Excerpts of pointing data:
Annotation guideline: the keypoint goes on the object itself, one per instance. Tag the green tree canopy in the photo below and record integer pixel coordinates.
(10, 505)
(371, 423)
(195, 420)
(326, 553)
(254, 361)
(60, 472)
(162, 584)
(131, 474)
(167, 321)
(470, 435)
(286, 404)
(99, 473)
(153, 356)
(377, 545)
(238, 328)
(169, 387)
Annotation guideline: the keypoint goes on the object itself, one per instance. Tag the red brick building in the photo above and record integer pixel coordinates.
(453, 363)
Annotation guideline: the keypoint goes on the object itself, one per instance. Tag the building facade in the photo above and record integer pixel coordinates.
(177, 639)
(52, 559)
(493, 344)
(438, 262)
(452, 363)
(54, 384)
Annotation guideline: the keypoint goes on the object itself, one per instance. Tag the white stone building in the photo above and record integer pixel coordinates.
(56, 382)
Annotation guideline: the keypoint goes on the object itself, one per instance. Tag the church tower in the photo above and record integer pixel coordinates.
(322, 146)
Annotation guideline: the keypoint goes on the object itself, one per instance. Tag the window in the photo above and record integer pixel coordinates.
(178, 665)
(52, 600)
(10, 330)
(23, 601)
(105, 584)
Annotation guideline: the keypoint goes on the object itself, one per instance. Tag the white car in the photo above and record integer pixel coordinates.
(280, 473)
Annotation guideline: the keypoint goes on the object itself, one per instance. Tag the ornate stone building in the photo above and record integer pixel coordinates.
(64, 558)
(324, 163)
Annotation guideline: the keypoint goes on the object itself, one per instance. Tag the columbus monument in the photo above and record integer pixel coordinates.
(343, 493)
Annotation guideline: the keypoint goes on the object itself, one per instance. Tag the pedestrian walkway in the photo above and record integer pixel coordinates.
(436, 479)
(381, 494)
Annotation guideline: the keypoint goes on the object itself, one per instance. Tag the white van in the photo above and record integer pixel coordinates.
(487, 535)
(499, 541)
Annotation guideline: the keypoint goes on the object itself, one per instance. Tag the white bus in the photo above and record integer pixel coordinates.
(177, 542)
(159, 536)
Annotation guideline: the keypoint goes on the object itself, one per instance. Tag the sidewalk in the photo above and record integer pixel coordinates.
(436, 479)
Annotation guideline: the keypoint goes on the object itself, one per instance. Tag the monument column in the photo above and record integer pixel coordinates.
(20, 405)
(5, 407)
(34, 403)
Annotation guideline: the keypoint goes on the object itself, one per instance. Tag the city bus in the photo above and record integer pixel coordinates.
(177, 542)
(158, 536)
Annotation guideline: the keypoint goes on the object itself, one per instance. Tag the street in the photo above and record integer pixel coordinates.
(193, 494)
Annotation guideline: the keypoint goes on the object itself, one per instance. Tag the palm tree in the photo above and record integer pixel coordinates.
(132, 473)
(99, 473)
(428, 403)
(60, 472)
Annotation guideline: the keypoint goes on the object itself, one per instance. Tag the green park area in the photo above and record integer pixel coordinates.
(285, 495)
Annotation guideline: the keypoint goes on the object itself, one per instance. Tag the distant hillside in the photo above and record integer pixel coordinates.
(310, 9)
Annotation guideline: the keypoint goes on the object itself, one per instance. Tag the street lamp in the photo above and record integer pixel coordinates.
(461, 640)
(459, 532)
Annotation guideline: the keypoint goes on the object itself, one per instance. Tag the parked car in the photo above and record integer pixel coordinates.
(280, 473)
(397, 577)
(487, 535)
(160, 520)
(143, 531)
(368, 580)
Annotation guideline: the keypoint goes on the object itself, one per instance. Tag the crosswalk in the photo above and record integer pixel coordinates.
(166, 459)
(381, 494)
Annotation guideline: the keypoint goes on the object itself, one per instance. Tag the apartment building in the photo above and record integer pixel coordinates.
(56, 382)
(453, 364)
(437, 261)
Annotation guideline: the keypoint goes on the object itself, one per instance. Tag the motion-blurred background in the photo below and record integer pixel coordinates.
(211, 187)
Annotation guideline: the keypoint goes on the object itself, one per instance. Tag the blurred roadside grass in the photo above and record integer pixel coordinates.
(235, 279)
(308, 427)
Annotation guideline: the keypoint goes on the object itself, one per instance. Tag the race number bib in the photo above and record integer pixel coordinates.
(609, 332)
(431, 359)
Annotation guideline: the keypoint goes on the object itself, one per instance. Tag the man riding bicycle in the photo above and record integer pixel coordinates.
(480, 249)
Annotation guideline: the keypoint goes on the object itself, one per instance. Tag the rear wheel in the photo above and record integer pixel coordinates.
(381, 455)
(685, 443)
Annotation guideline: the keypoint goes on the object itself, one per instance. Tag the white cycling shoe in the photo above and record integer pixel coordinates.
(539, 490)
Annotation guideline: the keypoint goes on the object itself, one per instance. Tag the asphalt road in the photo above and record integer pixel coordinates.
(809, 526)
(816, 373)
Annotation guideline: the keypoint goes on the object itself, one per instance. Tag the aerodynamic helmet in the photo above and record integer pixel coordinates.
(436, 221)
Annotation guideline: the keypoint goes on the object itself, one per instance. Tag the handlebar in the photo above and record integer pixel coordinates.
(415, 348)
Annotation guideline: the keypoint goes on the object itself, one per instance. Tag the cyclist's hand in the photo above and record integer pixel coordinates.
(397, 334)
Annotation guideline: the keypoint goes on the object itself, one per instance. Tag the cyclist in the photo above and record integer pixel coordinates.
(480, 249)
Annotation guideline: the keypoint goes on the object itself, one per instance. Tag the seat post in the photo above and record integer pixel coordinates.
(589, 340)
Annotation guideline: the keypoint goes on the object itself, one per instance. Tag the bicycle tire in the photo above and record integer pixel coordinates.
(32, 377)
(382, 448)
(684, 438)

**What is expected**
Print from the line containing "Tag the handlebar" to the last line above, exactly as written.

**Answer below**
Annotation guideline: the keypoint goes on the object itself, one per instance. Tag the handlebar in the photo above and record integer pixel coordinates.
(415, 348)
Annotation guideline: the keypoint goes on the object itself, one per instance. Tag the cyclist's hand in the photo above and record integer pixel coordinates.
(397, 334)
Annotation guideline: the keypoint goes on the object itself, one per instance. Tag the cyclist in the photo above and record integer pixel coordinates.
(480, 249)
Annotation guideline: the keypoint goes on the object itself, one per instance. Tag the seat post in the photo above and record integer pixel coordinates.
(589, 340)
Annotation guideline: the keypoint goes on the object itself, one per instance. Tag the bicycle tire in the photo above and record integer pixel coordinates.
(32, 377)
(382, 448)
(684, 438)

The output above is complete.